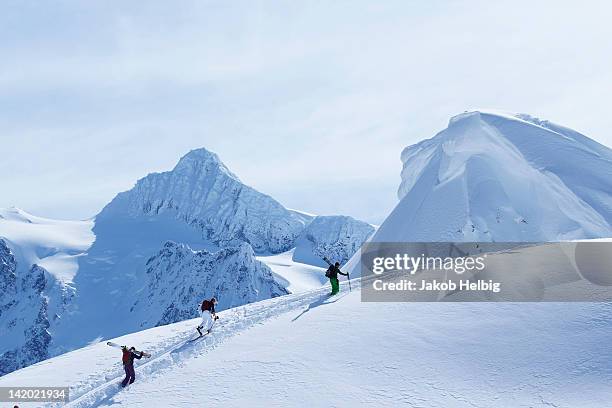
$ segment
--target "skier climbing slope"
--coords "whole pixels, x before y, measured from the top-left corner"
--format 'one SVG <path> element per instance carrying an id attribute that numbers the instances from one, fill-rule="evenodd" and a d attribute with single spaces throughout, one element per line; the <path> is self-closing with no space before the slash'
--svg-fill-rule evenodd
<path id="1" fill-rule="evenodd" d="M 210 300 L 204 299 L 204 301 L 202 301 L 202 305 L 200 306 L 202 322 L 198 327 L 196 327 L 196 330 L 198 331 L 198 333 L 200 333 L 200 337 L 204 335 L 204 333 L 202 333 L 202 330 L 204 330 L 206 334 L 210 333 L 214 321 L 218 319 L 217 314 L 215 312 L 216 304 L 217 299 L 215 297 L 212 297 Z"/>
<path id="2" fill-rule="evenodd" d="M 134 371 L 134 359 L 140 360 L 143 357 L 151 357 L 149 353 L 144 351 L 137 351 L 135 347 L 119 346 L 112 341 L 106 343 L 111 347 L 119 347 L 122 351 L 121 362 L 123 363 L 123 369 L 125 371 L 125 378 L 121 382 L 121 387 L 125 388 L 128 384 L 133 384 L 136 380 L 136 372 Z"/>
<path id="3" fill-rule="evenodd" d="M 340 270 L 340 262 L 332 263 L 326 257 L 324 257 L 323 260 L 327 262 L 327 264 L 329 265 L 329 268 L 327 268 L 327 271 L 325 272 L 325 276 L 329 278 L 329 283 L 331 284 L 331 287 L 332 287 L 330 296 L 334 296 L 340 291 L 340 281 L 338 280 L 338 274 L 344 275 L 347 278 L 349 274 L 344 273 Z M 350 282 L 349 282 L 349 285 L 350 285 Z"/>

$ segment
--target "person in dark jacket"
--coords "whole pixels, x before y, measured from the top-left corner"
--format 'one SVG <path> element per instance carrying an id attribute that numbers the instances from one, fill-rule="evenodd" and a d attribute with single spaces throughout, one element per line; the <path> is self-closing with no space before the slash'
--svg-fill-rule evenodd
<path id="1" fill-rule="evenodd" d="M 125 370 L 125 378 L 121 382 L 121 386 L 125 387 L 128 383 L 132 384 L 136 380 L 136 372 L 134 371 L 134 359 L 142 358 L 142 351 L 136 351 L 134 347 L 129 349 L 126 346 L 121 347 L 123 351 L 123 369 Z"/>
<path id="2" fill-rule="evenodd" d="M 200 336 L 203 336 L 202 330 L 206 331 L 206 334 L 210 333 L 210 329 L 212 329 L 213 322 L 217 320 L 217 314 L 215 313 L 215 305 L 217 304 L 217 299 L 212 297 L 210 300 L 205 299 L 200 306 L 200 313 L 202 314 L 202 323 L 196 330 L 200 333 Z"/>
<path id="3" fill-rule="evenodd" d="M 323 258 L 325 262 L 329 265 L 327 271 L 325 272 L 325 276 L 329 278 L 329 283 L 331 284 L 332 291 L 330 296 L 336 295 L 340 292 L 340 281 L 338 280 L 338 274 L 348 276 L 348 273 L 344 273 L 340 270 L 340 262 L 336 262 L 332 264 L 329 259 Z"/>

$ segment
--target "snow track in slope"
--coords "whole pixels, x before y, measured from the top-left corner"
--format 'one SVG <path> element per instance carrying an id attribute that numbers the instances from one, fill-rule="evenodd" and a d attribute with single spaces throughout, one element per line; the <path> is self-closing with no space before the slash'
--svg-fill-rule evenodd
<path id="1" fill-rule="evenodd" d="M 360 286 L 358 280 L 353 281 L 352 284 L 357 289 Z M 347 282 L 343 282 L 342 286 L 343 290 L 348 291 Z M 211 334 L 191 343 L 189 341 L 195 337 L 193 327 L 197 325 L 199 319 L 190 320 L 189 322 L 192 323 L 193 327 L 189 330 L 182 330 L 175 337 L 161 342 L 157 349 L 147 350 L 153 357 L 144 360 L 144 363 L 136 367 L 137 379 L 135 385 L 143 377 L 153 378 L 163 375 L 170 371 L 174 365 L 184 364 L 189 359 L 206 354 L 228 338 L 248 330 L 254 325 L 261 324 L 267 319 L 307 306 L 317 299 L 323 302 L 328 291 L 329 288 L 324 287 L 299 295 L 282 296 L 226 310 L 219 313 L 220 319 Z M 129 337 L 130 335 L 124 336 L 126 340 L 129 340 Z M 171 342 L 171 340 L 174 340 L 174 342 Z M 125 341 L 117 342 L 125 343 Z M 118 364 L 110 370 L 99 373 L 98 380 L 91 381 L 93 375 L 90 376 L 84 383 L 75 386 L 74 389 L 71 388 L 72 400 L 65 406 L 72 408 L 94 407 L 108 402 L 114 395 L 122 391 L 119 383 L 123 376 L 123 369 Z M 129 389 L 126 389 L 126 391 L 129 392 Z M 52 404 L 49 406 L 60 405 Z"/>

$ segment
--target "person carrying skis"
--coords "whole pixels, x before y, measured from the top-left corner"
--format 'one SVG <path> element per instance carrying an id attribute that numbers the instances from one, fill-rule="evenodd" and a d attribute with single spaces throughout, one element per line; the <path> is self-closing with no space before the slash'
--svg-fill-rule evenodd
<path id="1" fill-rule="evenodd" d="M 203 336 L 202 330 L 206 330 L 206 334 L 210 333 L 210 329 L 212 329 L 213 322 L 218 319 L 217 314 L 215 313 L 215 305 L 217 304 L 217 299 L 215 297 L 208 299 L 204 299 L 202 305 L 200 306 L 200 312 L 202 313 L 202 323 L 196 328 L 200 336 Z"/>
<path id="2" fill-rule="evenodd" d="M 121 382 L 121 386 L 125 388 L 128 383 L 132 384 L 136 380 L 136 372 L 134 371 L 134 359 L 140 360 L 144 354 L 142 351 L 136 351 L 136 348 L 122 346 L 123 352 L 123 369 L 125 370 L 125 378 Z"/>
<path id="3" fill-rule="evenodd" d="M 327 271 L 325 272 L 325 276 L 329 278 L 329 283 L 332 287 L 330 296 L 334 296 L 340 292 L 340 281 L 338 280 L 338 274 L 348 276 L 348 273 L 344 273 L 340 270 L 340 262 L 332 264 L 327 258 L 323 258 L 323 260 L 329 265 L 329 268 L 327 268 Z"/>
_ _ _ _
#### [Required action]
Go line by line through the records above and copy each one containing "person".

#### [Response to the exercise]
--target "person in dark jacket"
--target "person carrying skis"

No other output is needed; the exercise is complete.